Content starts
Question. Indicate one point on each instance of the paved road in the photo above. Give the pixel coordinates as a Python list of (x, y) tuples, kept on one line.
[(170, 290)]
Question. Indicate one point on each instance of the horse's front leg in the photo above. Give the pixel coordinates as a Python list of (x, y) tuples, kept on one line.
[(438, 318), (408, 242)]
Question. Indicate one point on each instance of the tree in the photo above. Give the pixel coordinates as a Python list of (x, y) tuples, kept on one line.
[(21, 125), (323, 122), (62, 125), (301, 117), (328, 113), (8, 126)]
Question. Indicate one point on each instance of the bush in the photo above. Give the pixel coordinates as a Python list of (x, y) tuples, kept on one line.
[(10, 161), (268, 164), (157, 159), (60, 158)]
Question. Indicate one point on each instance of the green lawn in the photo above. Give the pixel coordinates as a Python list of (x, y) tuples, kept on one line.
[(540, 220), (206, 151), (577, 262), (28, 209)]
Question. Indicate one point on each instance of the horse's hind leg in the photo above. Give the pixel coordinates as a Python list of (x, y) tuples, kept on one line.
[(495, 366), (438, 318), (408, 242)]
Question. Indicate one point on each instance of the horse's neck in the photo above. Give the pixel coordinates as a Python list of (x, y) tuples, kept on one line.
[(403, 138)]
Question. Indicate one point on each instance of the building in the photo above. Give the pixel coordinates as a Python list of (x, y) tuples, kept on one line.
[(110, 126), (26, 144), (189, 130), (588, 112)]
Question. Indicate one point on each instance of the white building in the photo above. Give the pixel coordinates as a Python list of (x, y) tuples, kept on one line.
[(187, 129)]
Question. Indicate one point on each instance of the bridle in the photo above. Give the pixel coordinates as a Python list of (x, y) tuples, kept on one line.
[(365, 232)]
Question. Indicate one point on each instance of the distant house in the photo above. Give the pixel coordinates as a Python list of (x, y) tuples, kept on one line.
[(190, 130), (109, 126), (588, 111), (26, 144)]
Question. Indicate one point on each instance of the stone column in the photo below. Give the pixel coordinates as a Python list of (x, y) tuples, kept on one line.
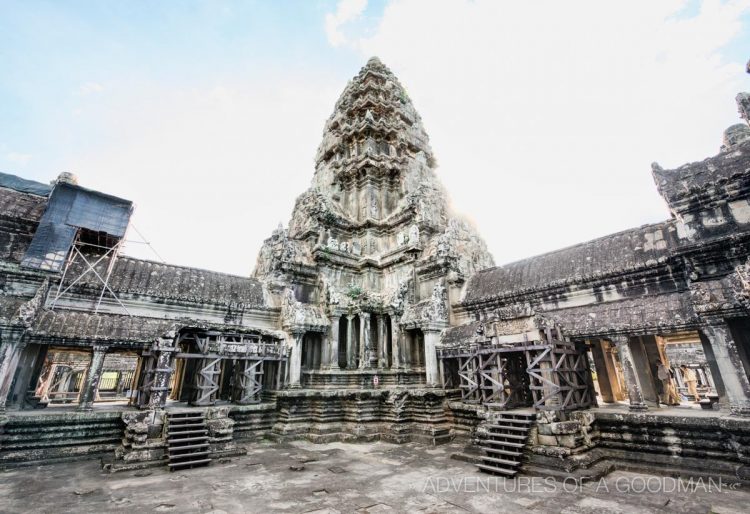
[(635, 395), (364, 340), (731, 369), (395, 343), (295, 360), (718, 383), (382, 342), (11, 347), (602, 372), (333, 343), (90, 384), (164, 350), (350, 357), (431, 339)]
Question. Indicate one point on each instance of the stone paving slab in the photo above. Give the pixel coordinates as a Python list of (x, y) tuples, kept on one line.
[(343, 477)]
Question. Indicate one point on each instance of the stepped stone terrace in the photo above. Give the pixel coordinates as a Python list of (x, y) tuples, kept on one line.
[(377, 315)]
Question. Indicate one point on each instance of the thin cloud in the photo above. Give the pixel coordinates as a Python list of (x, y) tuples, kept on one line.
[(545, 117), (346, 11)]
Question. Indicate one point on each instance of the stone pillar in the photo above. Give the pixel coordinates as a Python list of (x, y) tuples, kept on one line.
[(333, 343), (295, 360), (350, 357), (395, 343), (90, 384), (382, 342), (729, 363), (364, 340), (431, 339), (602, 372), (718, 383), (164, 350), (11, 347), (635, 395)]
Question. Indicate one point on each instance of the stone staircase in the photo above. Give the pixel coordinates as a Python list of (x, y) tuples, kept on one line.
[(32, 439), (502, 439), (187, 440)]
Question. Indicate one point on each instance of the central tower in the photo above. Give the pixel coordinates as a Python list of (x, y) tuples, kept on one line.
[(373, 253)]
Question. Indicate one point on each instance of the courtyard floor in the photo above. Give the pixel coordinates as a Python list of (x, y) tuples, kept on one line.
[(341, 477)]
Content ends
Make a word-for-word copy of the entries, without any pictures.

Question. Indicate one point on each instance of the paved road in the photo above. Give the pixel coordinates as a Python list of (x, y) tuples, kept on one line.
[(170, 290)]
Question. Indicate one point on each instance of the horse's front leg in the photo above. Give the pixel coordinates as a Python list of (x, y) tuples, kept on one line.
[(438, 318), (408, 242)]
Question. Indicate one point on each instance of the tree in the photo above. Give the pixel coordinates as a Python list of (x, y) tuples, kept on one line.
[(21, 125), (323, 122), (62, 125), (301, 117), (328, 113), (8, 126)]
Question. Indicate one point on each instance of the bush in the photo above. Give the pixel coordinates as a Python list of (x, y) tuples, kept on one line.
[(10, 161), (268, 164), (157, 159), (60, 158)]
Question. Indicate one point on each instance of the green lawn in the photo above. Give the pixel coordinates as a Python list of (x, y) tuples, kept on one line.
[(540, 220), (206, 151), (577, 262), (28, 209)]
Question. Indicate one point on each instance of the horse's hind leg in the photo above. Give the pixel coordinates as a Python list of (x, y) tuples, kept on one line.
[(495, 366), (438, 318), (408, 242)]
Question. Indicate one point on each instance of the horse's neck in the photo above. Give the pixel coordinates as a Python list of (x, y) tuples, kept on one line.
[(403, 138)]
Question. Indicate one point on each instance of the building in the photo above. Give the pixel coordinates as a Python list of (x, y) tuples, kept on one line.
[(110, 126), (26, 144), (189, 130), (588, 112)]
Question. Indicate one point on each instance of the white building in the photo above. Give the pixel coordinates as a Python list of (x, y) tuples, kept on one line.
[(187, 129)]
Question. Indicate one point on each instance of the bridle in the photo above. Give the pixel coordinates as a Python list of (x, y) tuples, kept on one line.
[(365, 232)]
Question. Indicate one point on each instance of the distant house in the photo above. Give the pixel coordinates as a Python list of (x, y) tuples, kept on one line.
[(190, 130), (109, 126), (588, 111), (26, 144)]
Question. Indicate one point on each instance of the stone column in the photo below. Give the pixel coordinates as a Python list of (x, y) tuples, kept on one line.
[(635, 395), (364, 340), (731, 369), (395, 343), (295, 360), (718, 383), (382, 342), (11, 347), (602, 372), (333, 343), (90, 384), (164, 350), (350, 357), (431, 339)]
Question. Indicate one point on each instance of the stone paving slab in the photo above. Give the pixel coordinates as a Python list of (x, y) tuples, kept on one line.
[(343, 477)]
Question. Indicate one point on each instance of the stepped stone terrace in the photo above. Give the pixel coordinates as a Python list of (x, y) tuples, kept on one line.
[(377, 315)]
Question. Indicate one point on each instance of the thin cloud in the photo above. Give the pixel coordinates as a Python list of (x, y) tuples, kept on one line.
[(545, 117), (346, 11)]
Question. Indicate one point on each instance of the stone pillar in the photo above. Give the pixel coordinates as a Python list of (x, y) tuples, kept on one line.
[(333, 343), (295, 360), (350, 357), (395, 343), (90, 384), (382, 342), (729, 363), (364, 340), (431, 339), (602, 372), (718, 383), (164, 350), (11, 347), (635, 395)]
Question. Indicate one point on each instance of the stone staircase in the photo above. Give the pixel coordinates as a Python list of (x, y) tuples, kept on one line.
[(32, 439), (502, 439), (187, 440)]
Question. Indicate one point on each instance of the central tower in the photo above. Give the pixel coordinates as a Python list of (x, y) tuples, kept on one line.
[(373, 253)]
Question. Indicate one point on each instance of the courtyard floor in the photo above. Give the pixel coordinates as a Python list of (x, y) tuples, kept on one line.
[(341, 477)]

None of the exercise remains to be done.